Rewrite all of the rows below as a Markdown table with the columns Index and Content, giving each line its number and its text. Skip blank lines and leave the pictures out.

Extracted material:
* begin *

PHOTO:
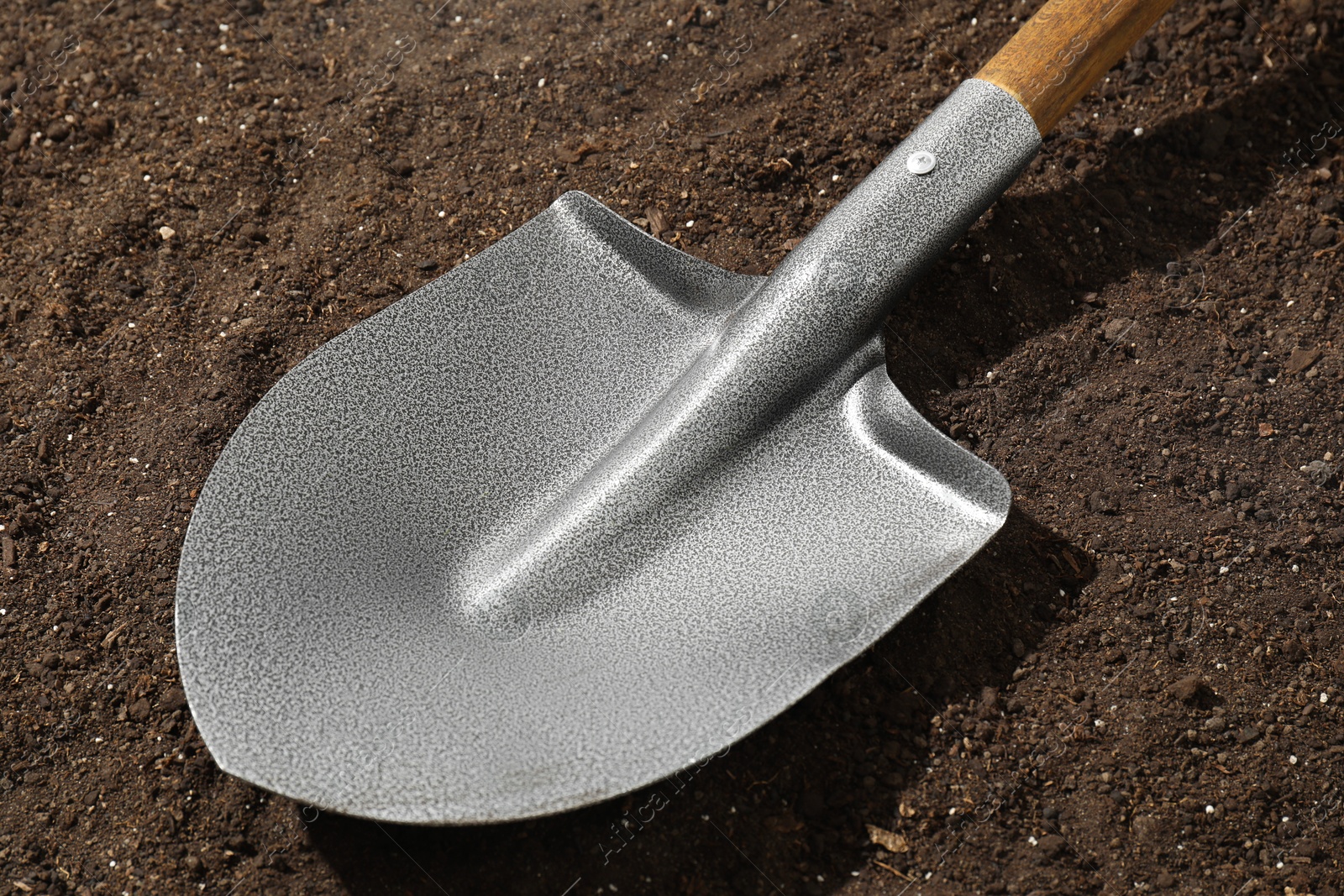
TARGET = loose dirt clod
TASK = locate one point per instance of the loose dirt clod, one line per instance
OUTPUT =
(1084, 239)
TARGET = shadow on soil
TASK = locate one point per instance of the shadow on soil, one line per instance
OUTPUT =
(1158, 202)
(785, 808)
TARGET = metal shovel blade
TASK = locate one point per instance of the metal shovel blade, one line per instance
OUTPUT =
(578, 513)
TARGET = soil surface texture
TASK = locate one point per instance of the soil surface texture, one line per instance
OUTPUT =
(1135, 688)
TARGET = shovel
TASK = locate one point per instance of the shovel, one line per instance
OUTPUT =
(585, 511)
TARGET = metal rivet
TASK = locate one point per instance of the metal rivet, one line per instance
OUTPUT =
(921, 163)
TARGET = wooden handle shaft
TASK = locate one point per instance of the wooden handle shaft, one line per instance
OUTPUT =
(1065, 49)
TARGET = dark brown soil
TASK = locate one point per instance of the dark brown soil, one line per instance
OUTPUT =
(1136, 687)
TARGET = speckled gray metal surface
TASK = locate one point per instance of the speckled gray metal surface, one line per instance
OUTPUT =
(585, 510)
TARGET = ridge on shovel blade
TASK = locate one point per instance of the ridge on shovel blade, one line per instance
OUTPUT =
(585, 510)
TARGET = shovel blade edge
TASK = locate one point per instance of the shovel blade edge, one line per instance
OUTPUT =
(324, 652)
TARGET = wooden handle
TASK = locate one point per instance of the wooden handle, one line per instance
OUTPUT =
(1065, 49)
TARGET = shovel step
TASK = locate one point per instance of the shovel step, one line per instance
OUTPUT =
(582, 511)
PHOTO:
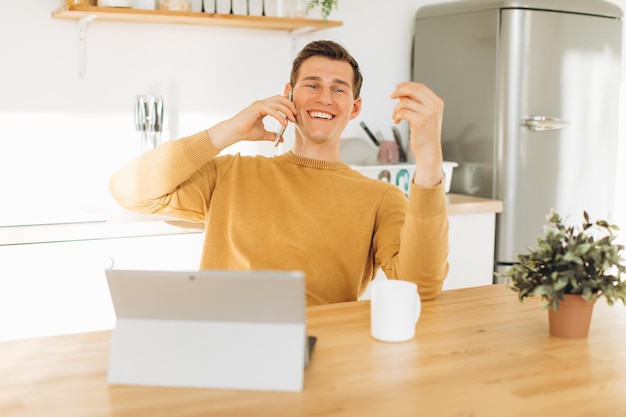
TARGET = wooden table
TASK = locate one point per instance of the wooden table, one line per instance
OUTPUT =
(477, 352)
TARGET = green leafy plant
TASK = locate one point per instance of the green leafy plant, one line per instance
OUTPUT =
(571, 260)
(326, 6)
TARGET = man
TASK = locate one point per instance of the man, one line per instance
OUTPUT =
(305, 209)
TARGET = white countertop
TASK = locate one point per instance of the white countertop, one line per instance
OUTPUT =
(130, 224)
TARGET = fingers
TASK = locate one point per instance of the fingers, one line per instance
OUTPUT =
(416, 103)
(280, 108)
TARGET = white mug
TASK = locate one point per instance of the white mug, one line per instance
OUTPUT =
(395, 308)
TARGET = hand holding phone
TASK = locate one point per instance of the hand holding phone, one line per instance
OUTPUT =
(281, 129)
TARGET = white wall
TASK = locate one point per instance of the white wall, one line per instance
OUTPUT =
(61, 137)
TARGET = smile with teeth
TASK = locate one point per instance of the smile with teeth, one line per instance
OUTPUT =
(321, 115)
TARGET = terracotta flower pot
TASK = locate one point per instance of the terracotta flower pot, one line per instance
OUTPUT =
(573, 318)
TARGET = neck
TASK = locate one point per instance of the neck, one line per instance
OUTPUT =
(322, 151)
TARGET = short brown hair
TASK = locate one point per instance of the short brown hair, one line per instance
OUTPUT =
(331, 50)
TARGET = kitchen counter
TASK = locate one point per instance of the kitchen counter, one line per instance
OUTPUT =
(132, 225)
(137, 225)
(467, 204)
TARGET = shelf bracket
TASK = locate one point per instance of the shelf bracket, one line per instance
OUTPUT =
(81, 26)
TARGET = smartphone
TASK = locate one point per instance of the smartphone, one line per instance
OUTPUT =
(281, 129)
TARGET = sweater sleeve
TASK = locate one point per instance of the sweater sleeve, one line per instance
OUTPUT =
(166, 180)
(420, 251)
(424, 240)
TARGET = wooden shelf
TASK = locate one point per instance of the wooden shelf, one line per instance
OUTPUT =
(192, 18)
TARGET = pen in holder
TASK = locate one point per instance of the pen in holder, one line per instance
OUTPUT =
(149, 120)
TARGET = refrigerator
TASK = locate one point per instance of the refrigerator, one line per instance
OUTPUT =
(531, 92)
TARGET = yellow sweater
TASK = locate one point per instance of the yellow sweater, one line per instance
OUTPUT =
(293, 213)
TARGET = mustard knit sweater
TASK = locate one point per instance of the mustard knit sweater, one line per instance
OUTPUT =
(292, 213)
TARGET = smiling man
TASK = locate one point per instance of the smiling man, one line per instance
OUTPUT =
(305, 209)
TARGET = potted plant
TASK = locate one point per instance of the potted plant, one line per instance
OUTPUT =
(325, 6)
(570, 269)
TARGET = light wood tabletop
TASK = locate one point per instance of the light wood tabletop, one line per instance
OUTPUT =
(477, 352)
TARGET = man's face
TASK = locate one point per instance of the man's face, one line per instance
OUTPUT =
(324, 99)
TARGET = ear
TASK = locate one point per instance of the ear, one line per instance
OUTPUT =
(356, 108)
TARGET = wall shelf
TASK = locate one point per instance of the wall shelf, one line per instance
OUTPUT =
(192, 18)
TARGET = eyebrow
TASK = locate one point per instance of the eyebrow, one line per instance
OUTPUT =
(334, 81)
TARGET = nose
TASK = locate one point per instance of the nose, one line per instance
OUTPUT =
(324, 96)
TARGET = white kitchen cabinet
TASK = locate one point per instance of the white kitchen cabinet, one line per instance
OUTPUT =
(54, 288)
(472, 244)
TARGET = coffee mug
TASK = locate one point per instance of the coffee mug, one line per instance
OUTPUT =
(395, 309)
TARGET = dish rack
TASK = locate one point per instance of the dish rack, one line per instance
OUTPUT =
(402, 174)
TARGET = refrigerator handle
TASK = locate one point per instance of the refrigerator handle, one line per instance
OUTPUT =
(544, 123)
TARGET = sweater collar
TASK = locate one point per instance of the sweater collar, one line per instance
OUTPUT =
(313, 163)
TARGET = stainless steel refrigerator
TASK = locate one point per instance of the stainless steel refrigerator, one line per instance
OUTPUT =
(531, 91)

* end *

Exercise answer:
| Index | Content |
|---|---|
| 1 | PHOTO: |
| 2 | TARGET = loose dirt clod |
| 3 | TASK = locate one point per instance of the loose dirt clod, one line per instance |
| 4 | OUTPUT = |
| 5 | (1084, 239) |
| 6 | TARGET = shadow on soil |
| 7 | TASK = locate one point per instance of the shadow on soil, one line per instance |
| 8 | OUTPUT = |
| 9 | (1158, 202) |
| 10 | (785, 808) |
| 11 | TARGET = metal shovel blade |
| 12 | TASK = locate one point per instance of the metal shovel blade, one line per instance |
| 13 | OUTPUT = |
| 14 | (578, 513) |
| 15 | TARGET = soil surface texture |
| 16 | TASK = locate one point per instance of the soil surface texture, one line per instance |
| 17 | OUTPUT = |
| 18 | (1135, 688) |
| 19 | TARGET = shovel |
| 20 | TASK = locate one point per instance of the shovel, one line per instance |
| 21 | OUTPUT = |
| 22 | (585, 511) |
| 23 | TARGET = metal rivet |
| 24 | TASK = locate one point per instance of the metal rivet, one line per instance |
| 25 | OUTPUT = |
| 26 | (921, 163) |
| 27 | TARGET = wooden handle shaft |
| 28 | TASK = locate one point per instance of the wooden handle shaft, one line per instance |
| 29 | OUTPUT = |
| 30 | (1065, 49) |
| 31 | TARGET = dark brown soil |
| 32 | TASK = locate one point per instance of the dark brown soil, one line per instance |
| 33 | OUTPUT = |
| 34 | (1136, 687) |
| 35 | TARGET = speckled gray metal surface |
| 36 | TASK = locate one point per instance of the speckled gray metal surface, one line per instance |
| 37 | OUTPUT = |
| 38 | (585, 510) |
| 39 | TARGET = ridge on shovel blade |
| 40 | TASK = locate one point per instance of the ridge on shovel blade, one line per instance |
| 41 | OUTPUT = |
| 42 | (585, 510) |
| 43 | TARGET = shovel blade edge |
| 44 | TASK = locate one point per instance of the shovel blade edge, one line per instance |
| 45 | OUTPUT = |
| 46 | (324, 652) |
| 47 | TARGET = wooden handle |
| 48 | TASK = locate one point per instance of the wooden handle, one line per instance |
| 49 | OUTPUT = |
| 50 | (1065, 49) |
| 51 | TARGET = shovel step |
| 52 | TASK = locate one point per instance of the shovel step, one line per instance |
| 53 | OUTPUT = |
| 54 | (582, 511) |
| 55 | PHOTO: |
| 56 | TARGET = wooden table |
| 57 | TASK = locate one point per instance of the wooden table, one line per instance |
| 58 | OUTPUT = |
| 59 | (477, 352) |
| 60 | TARGET = green leafy plant |
| 61 | TASK = locate one point per instance of the green leafy plant, one line per instance |
| 62 | OUTPUT = |
| 63 | (571, 260) |
| 64 | (326, 6) |
| 65 | TARGET = man |
| 66 | TASK = locate one point per instance of the man, one line per instance |
| 67 | OUTPUT = |
| 68 | (305, 209) |
| 69 | TARGET = white countertop |
| 70 | TASK = locate one point per instance of the white countertop, one line per instance |
| 71 | OUTPUT = |
| 72 | (130, 224) |
| 73 | TARGET = fingers |
| 74 | TASK = locate one point per instance of the fingers, one line per instance |
| 75 | OUTPUT = |
| 76 | (416, 103) |
| 77 | (280, 108) |
| 78 | TARGET = white mug |
| 79 | TASK = locate one point per instance of the white mug, one line per instance |
| 80 | OUTPUT = |
| 81 | (395, 308) |
| 82 | TARGET = hand holding phone |
| 83 | TASK = locate one point per instance of the hand holding phone, one line per instance |
| 84 | OUTPUT = |
| 85 | (281, 129) |
| 86 | TARGET = white wall |
| 87 | TASK = locate one point per instance of the white wall, one line per instance |
| 88 | OUTPUT = |
| 89 | (61, 137) |
| 90 | TARGET = smile with teeth |
| 91 | TASK = locate one point per instance of the smile with teeth, one line per instance |
| 92 | OUTPUT = |
| 93 | (321, 115) |
| 94 | TARGET = terracotta flower pot |
| 95 | TASK = locate one point per instance of the terracotta flower pot, one line per instance |
| 96 | OUTPUT = |
| 97 | (573, 318) |
| 98 | TARGET = neck |
| 99 | TASK = locate one point per instance of the neck, one line per instance |
| 100 | OUTPUT = |
| 101 | (322, 151) |
| 102 | TARGET = short brown hair |
| 103 | TASK = locate one point per instance of the short brown hair, one line per instance |
| 104 | OUTPUT = |
| 105 | (331, 50) |
| 106 | TARGET = kitchen counter |
| 107 | TASK = locate one point per instance of the kitchen counter, one line per instance |
| 108 | OUTPUT = |
| 109 | (132, 225) |
| 110 | (137, 225) |
| 111 | (467, 204) |
| 112 | TARGET = shelf bracket |
| 113 | TASK = locate one point per instance of the shelf bracket, one line per instance |
| 114 | OUTPUT = |
| 115 | (81, 26) |
| 116 | TARGET = smartphone |
| 117 | TASK = locate one point per instance of the smartphone, one line per instance |
| 118 | OUTPUT = |
| 119 | (281, 129) |
| 120 | TARGET = sweater sleeve |
| 121 | TASK = locate one point per instance of the sweater sleeve, one line per instance |
| 122 | OUTPUT = |
| 123 | (166, 180) |
| 124 | (420, 251) |
| 125 | (424, 240) |
| 126 | TARGET = wooden shelf |
| 127 | TASK = locate one point per instance of the wooden shelf, one line per instance |
| 128 | OUTPUT = |
| 129 | (192, 18) |
| 130 | TARGET = pen in holder |
| 131 | TASK = locate one point per instance of the pen in holder, one line per instance |
| 132 | OUTPUT = |
| 133 | (149, 120) |
| 134 | TARGET = refrigerator |
| 135 | TASK = locate one point per instance of the refrigerator, one line per instance |
| 136 | OUTPUT = |
| 137 | (531, 92) |
| 138 | TARGET = yellow sweater |
| 139 | TASK = locate one point per instance of the yellow sweater, one line per instance |
| 140 | OUTPUT = |
| 141 | (293, 213) |
| 142 | TARGET = mustard knit sweater |
| 143 | TASK = locate one point per instance of the mustard knit sweater, one line per instance |
| 144 | OUTPUT = |
| 145 | (292, 213) |
| 146 | TARGET = smiling man |
| 147 | TASK = locate one point per instance of the smiling man, one line per instance |
| 148 | OUTPUT = |
| 149 | (305, 209) |
| 150 | TARGET = potted plant |
| 151 | TASK = locate one point per instance of the potted plant, one line per instance |
| 152 | OUTPUT = |
| 153 | (325, 6) |
| 154 | (570, 269) |
| 155 | TARGET = light wood tabletop |
| 156 | TASK = locate one point per instance of the light wood tabletop, one line per instance |
| 157 | OUTPUT = |
| 158 | (477, 352) |
| 159 | TARGET = man's face |
| 160 | TASK = locate one point per instance of the man's face, one line per instance |
| 161 | OUTPUT = |
| 162 | (324, 99) |
| 163 | TARGET = ear |
| 164 | TASK = locate one point per instance of the ear, one line per instance |
| 165 | OUTPUT = |
| 166 | (356, 108) |
| 167 | TARGET = wall shelf |
| 168 | TASK = locate one point per instance of the wall shelf, one line per instance |
| 169 | OUTPUT = |
| 170 | (192, 18) |
| 171 | TARGET = eyebrow |
| 172 | TASK = locate one point per instance of the eyebrow, one line per instance |
| 173 | OUTPUT = |
| 174 | (334, 81) |
| 175 | TARGET = nose |
| 176 | TASK = locate one point per instance of the nose, one line per instance |
| 177 | OUTPUT = |
| 178 | (324, 96) |
| 179 | TARGET = white kitchen cabinet |
| 180 | TASK = locate one point per instance of the white kitchen cabinet, one line per instance |
| 181 | OUTPUT = |
| 182 | (54, 288) |
| 183 | (472, 244) |
| 184 | TARGET = coffee mug |
| 185 | TASK = locate one point per instance of the coffee mug, one line per instance |
| 186 | OUTPUT = |
| 187 | (395, 309) |
| 188 | TARGET = dish rack |
| 189 | TASK = locate one point per instance of the dish rack, one line per instance |
| 190 | OUTPUT = |
| 191 | (402, 174) |
| 192 | TARGET = refrigerator handle |
| 193 | TASK = locate one point per instance of the refrigerator handle, one line per instance |
| 194 | OUTPUT = |
| 195 | (544, 123) |
| 196 | TARGET = sweater collar |
| 197 | TASK = locate one point per instance of the sweater collar, one line per instance |
| 198 | OUTPUT = |
| 199 | (313, 163) |
| 200 | TARGET = stainless steel refrigerator |
| 201 | TASK = locate one point per instance of the stainless steel refrigerator, one line per instance |
| 202 | OUTPUT = |
| 203 | (531, 91) |